## [Dataset entries]
----------------

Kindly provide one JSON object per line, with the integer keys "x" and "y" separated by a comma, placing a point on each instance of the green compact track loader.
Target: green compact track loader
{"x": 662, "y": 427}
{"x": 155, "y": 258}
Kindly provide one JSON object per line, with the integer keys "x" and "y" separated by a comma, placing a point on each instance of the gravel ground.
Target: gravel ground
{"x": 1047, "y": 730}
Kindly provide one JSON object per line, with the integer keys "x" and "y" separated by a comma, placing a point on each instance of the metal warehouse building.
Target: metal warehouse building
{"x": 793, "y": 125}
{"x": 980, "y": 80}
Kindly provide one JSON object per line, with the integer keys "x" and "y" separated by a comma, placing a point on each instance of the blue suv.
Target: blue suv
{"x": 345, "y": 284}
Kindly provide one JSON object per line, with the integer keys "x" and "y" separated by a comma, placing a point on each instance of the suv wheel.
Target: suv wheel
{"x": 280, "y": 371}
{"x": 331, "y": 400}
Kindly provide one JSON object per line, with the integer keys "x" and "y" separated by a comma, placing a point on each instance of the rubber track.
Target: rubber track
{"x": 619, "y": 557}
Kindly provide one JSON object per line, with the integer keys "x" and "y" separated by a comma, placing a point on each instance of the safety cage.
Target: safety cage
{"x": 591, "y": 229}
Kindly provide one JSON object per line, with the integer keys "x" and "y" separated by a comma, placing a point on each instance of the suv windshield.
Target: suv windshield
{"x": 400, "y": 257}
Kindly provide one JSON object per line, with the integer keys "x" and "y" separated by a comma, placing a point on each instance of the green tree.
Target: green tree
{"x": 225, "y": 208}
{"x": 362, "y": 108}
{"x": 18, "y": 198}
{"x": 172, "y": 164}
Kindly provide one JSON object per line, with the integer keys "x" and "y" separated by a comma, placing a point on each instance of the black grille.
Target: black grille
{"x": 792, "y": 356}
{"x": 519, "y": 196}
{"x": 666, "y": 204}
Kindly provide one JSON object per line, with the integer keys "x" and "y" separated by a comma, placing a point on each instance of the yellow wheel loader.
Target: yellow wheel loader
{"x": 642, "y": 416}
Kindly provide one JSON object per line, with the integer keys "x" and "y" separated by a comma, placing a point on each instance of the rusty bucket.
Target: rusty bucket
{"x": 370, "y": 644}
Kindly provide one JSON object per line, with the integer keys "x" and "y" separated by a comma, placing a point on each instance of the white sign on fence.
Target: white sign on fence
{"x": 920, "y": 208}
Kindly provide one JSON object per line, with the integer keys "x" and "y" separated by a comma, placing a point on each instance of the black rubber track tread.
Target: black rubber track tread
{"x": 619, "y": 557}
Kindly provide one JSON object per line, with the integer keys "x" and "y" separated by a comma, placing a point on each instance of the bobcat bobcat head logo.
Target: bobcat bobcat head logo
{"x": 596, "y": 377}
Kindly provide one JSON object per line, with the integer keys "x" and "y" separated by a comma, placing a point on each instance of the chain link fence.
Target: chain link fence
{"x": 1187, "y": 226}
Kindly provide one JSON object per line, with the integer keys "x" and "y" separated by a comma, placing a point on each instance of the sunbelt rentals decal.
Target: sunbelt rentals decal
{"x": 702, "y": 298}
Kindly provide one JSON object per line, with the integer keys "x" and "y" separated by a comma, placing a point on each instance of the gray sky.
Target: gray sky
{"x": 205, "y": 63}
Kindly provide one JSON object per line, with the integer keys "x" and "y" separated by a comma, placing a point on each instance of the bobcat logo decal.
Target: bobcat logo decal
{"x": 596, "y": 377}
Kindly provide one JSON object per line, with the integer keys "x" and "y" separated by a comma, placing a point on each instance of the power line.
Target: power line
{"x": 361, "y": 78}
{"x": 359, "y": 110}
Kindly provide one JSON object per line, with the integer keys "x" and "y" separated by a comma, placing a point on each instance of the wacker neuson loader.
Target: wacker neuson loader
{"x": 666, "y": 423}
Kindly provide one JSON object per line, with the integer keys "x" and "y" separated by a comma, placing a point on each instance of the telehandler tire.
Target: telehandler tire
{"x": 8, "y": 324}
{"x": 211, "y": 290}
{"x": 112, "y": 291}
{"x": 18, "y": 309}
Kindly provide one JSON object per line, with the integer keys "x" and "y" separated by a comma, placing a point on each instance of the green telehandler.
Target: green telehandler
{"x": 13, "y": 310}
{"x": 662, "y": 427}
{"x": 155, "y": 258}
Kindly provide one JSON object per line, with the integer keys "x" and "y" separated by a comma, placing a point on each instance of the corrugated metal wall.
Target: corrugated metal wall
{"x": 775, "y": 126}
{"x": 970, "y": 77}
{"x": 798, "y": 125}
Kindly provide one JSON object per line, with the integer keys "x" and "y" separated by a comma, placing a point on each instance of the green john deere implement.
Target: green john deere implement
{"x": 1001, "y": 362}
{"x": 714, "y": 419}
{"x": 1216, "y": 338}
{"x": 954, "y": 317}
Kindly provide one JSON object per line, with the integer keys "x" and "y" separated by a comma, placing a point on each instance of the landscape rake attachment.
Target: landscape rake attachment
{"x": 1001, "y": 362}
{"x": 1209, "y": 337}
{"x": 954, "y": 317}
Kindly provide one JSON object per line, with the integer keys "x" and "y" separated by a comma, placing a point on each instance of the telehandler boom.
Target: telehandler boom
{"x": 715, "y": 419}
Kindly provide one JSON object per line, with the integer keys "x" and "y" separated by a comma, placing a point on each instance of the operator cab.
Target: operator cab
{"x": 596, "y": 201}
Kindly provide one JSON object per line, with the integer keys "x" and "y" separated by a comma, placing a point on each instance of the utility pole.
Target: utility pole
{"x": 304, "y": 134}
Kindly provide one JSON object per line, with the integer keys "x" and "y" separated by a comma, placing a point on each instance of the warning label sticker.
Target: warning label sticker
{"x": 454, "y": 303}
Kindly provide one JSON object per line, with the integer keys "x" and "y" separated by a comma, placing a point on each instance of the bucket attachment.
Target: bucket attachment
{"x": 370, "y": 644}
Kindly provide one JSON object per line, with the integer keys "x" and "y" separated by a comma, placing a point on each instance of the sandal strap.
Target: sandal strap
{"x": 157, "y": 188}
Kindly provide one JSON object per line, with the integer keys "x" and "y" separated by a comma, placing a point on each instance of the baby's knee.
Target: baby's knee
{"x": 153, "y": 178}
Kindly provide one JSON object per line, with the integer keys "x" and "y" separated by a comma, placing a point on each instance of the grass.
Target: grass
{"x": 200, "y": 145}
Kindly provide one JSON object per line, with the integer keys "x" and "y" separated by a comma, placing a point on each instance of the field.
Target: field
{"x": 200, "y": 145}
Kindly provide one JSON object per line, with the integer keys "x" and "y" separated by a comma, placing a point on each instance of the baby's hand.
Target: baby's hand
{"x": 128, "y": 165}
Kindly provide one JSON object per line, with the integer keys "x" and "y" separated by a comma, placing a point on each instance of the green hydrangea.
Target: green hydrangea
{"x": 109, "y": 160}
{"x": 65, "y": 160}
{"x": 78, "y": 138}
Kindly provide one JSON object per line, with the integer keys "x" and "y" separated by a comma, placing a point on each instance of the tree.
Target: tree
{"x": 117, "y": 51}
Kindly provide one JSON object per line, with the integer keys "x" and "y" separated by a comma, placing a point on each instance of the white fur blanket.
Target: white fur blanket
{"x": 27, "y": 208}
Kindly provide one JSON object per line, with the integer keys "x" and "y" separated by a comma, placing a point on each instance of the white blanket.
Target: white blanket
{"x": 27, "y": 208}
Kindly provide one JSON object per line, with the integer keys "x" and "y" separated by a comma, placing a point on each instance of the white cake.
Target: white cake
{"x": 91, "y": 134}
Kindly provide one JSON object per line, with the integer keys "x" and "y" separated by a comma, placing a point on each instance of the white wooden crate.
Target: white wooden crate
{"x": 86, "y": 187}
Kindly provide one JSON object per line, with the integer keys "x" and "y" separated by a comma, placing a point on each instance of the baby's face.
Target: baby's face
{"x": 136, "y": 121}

----------------

## [Work task]
Would you return, unchanged, the lines from the one containing "Target: white blanket" through the end of the entries?

## [Expected answer]
Target: white blanket
{"x": 27, "y": 208}
Kindly provide one JSON object per line, with the integer keys "x" and "y" separated by a comma, placing a point on each instance of the white cake.
Target: white cake
{"x": 91, "y": 134}
Kindly provide one JSON object per line, with the integer keys "x" and "y" separated by a comma, placing a point on each instance of the white wooden crate.
Target: white wooden crate
{"x": 86, "y": 187}
Kindly provide one JSON object per line, with the integer keys "x" and "y" separated by a comma, placing a point on each instance of the baby's face.
Target: baby's face
{"x": 136, "y": 121}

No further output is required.